▸ Assignment A
List every band other than Grass Is Green that is named in the second paragraph of the Grass Is Green review.
▸ Assignment B
From the Grass Is Green review, set down the stretch from "In the case" through "on the floor." word for word.
▸ Assignment C
According to the Grass Is Green review, who mastered Faraquet's first album?

▸ Quoted passage
—————

In the case of Grass Is Green, my excitement was doubled because those references were coming from a Boston-based group. As it turns out, three-quarters of the group are transplants from Rockville, MD, a more natural locale to be weaned on Dischord’s finest, but that fact doesn’t kill the buzz. I am drawn to math-rock guitar figures and time-signature changes like a moth to the flame, and Grass Is Green offers enough of both to make me into a burnt husk on the floor.
Don’t expect a straight hybrid of the aforementioned bands. There’s a lot of Polvo/Rectangle weirdness floating around, specifically the juxtapositions between frenetic guitar interchanges and unexpected bouts of melodic pacification. Smart Went Crazy and Fugazi register for the DC reference points, but the clearest touchstone would be a twitchier take on Faraquet’s ever-shifting math-rock, and not just because Devin Ocampo mastered their first album, Yeddo. With a few welcome exceptions, Grass Is Green aren’t prone to standing still.

—————

Stored data entries
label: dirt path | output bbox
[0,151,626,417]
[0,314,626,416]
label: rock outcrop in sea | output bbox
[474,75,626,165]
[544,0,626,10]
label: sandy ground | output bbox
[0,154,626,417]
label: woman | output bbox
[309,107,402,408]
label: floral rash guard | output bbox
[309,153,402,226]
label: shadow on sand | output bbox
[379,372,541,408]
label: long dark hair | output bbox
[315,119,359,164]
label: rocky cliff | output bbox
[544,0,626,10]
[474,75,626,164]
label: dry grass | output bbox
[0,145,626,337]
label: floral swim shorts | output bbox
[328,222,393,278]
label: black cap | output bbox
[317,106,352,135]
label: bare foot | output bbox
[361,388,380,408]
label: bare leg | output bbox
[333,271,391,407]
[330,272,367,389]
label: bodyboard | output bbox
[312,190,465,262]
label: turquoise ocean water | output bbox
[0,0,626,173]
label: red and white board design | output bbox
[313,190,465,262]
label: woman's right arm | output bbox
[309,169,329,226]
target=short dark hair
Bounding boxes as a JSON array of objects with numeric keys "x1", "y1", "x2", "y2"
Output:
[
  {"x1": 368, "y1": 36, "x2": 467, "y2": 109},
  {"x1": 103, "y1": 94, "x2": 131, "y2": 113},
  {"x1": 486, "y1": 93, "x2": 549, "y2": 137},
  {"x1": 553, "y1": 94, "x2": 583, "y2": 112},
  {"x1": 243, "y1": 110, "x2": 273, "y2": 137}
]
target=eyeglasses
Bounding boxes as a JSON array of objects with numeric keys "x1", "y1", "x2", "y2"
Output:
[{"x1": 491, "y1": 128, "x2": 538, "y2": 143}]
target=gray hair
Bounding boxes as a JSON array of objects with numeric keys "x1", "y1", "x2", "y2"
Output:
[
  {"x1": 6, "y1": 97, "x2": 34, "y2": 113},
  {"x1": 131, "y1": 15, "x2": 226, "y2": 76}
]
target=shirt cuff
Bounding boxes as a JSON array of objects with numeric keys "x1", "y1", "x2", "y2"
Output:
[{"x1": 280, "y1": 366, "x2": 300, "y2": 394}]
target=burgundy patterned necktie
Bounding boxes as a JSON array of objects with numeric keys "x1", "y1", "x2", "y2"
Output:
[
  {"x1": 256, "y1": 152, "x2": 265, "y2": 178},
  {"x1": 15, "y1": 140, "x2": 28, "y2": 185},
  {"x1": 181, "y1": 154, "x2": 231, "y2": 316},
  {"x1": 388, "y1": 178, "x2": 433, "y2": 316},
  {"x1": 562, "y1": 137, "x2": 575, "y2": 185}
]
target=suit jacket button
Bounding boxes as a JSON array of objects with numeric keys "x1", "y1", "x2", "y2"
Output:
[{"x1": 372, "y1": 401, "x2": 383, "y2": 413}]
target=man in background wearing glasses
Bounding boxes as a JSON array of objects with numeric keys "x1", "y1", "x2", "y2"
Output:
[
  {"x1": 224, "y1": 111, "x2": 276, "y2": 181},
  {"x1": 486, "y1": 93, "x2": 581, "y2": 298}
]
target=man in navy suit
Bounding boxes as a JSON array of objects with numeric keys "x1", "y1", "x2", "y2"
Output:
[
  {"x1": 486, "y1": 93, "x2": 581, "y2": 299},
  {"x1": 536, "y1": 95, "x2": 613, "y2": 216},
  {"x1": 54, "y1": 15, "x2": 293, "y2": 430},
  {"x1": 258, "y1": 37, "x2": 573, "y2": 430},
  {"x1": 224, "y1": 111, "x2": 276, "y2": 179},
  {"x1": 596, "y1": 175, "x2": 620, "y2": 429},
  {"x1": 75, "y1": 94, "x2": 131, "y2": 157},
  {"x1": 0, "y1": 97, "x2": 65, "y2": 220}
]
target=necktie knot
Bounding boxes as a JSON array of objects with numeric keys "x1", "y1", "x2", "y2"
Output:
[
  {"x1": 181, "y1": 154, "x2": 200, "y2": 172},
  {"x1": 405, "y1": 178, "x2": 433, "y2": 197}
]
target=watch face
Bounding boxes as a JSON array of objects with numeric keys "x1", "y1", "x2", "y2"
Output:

—————

▸ Written answer A
Polvo
Rectangle
Smart Went Crazy
Fugazi
Faraquet

▸ Written answer B
In the case of Grass Is Green, my excitement was doubled because those references were coming from a Boston-based group. As it turns out, three-quarters of the group are transplants from Rockville, MD, a more natural locale to be weaned on Dischord’s finest, but that fact doesn’t kill the buzz. I am drawn to math-rock guitar figures and time-signature changes like a moth to the flame, and Grass Is Green offers enough of both to make me into a burnt husk on the floor.

▸ Written answer C
Devin Ocampo